_WHAT YOU ARE ASKED TO DO_.
Identify every line in the entries below that contains the string "dark", treating uppercase and lowercase as different, and copy each such line in full.

Records held in a dataset:

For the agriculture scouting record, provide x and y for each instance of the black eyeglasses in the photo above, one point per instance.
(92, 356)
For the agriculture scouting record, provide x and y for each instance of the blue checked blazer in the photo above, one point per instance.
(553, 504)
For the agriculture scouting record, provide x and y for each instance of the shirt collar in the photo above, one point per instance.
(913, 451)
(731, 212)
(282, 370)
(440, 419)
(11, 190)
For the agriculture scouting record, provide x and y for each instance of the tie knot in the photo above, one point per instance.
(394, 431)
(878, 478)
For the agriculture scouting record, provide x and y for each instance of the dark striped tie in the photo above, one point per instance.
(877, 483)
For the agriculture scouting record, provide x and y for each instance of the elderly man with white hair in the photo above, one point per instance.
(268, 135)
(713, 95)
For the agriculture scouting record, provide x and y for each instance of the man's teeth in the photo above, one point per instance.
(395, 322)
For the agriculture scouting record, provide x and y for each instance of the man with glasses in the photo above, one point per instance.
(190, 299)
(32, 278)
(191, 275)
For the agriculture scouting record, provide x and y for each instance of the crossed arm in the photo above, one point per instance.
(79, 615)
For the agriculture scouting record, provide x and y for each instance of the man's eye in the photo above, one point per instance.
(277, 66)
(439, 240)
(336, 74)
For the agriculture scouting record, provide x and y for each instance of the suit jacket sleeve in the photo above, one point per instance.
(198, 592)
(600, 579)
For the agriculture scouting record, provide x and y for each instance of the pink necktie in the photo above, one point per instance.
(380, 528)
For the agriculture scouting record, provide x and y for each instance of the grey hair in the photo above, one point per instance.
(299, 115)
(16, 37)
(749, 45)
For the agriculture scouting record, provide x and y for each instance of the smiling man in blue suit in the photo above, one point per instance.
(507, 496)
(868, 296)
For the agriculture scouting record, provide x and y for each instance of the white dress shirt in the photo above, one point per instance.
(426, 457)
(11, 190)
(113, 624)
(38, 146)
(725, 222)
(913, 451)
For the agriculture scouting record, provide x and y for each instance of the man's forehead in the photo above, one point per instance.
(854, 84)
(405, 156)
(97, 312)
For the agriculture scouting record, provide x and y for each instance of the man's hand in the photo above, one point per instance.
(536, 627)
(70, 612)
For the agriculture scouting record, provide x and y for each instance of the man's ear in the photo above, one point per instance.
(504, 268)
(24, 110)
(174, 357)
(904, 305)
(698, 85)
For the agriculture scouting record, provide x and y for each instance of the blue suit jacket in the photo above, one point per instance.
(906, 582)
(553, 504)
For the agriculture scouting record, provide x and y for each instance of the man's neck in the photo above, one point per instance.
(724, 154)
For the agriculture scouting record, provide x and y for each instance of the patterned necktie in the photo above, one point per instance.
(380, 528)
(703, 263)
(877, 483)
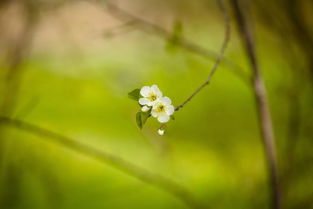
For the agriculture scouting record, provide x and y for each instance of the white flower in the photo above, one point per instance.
(161, 131)
(162, 109)
(145, 108)
(150, 95)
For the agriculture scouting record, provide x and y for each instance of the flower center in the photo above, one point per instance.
(152, 97)
(160, 108)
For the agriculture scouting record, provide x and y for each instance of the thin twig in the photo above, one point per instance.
(219, 58)
(264, 115)
(126, 167)
(184, 43)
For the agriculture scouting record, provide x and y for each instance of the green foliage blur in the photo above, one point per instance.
(68, 75)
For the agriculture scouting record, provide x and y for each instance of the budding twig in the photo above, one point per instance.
(218, 59)
(184, 43)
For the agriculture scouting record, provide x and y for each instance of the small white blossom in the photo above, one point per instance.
(162, 109)
(161, 131)
(150, 95)
(145, 108)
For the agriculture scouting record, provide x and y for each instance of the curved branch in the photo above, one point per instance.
(218, 59)
(185, 43)
(126, 167)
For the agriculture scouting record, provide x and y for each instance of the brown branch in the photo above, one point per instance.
(218, 59)
(126, 167)
(264, 115)
(184, 43)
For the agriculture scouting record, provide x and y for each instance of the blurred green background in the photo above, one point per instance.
(71, 65)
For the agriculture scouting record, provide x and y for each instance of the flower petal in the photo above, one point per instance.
(145, 109)
(144, 91)
(161, 132)
(156, 90)
(163, 118)
(154, 113)
(170, 109)
(144, 101)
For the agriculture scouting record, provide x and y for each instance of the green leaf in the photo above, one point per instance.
(135, 94)
(141, 118)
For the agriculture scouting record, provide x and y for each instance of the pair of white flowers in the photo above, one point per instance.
(152, 99)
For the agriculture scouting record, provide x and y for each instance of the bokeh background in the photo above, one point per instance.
(67, 66)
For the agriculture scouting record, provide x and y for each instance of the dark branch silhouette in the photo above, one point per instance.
(184, 43)
(219, 57)
(264, 115)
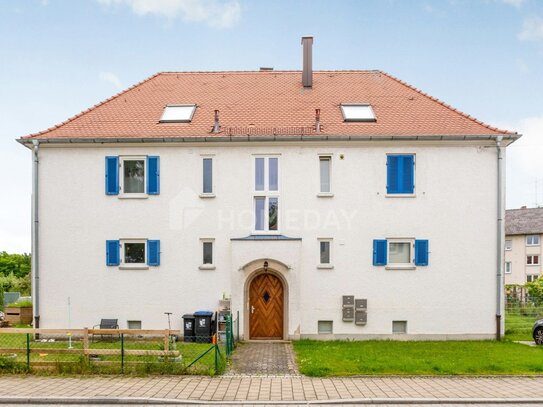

_COMPLETE ANSWER_.
For the agriculture scouting record, provide x and y for each instance of the dark striped tie in the photo above, one point per instance.
For the agriculture scouting record, provide x and y for each instance of the dark branch silhouette in the photo above, one point per instance.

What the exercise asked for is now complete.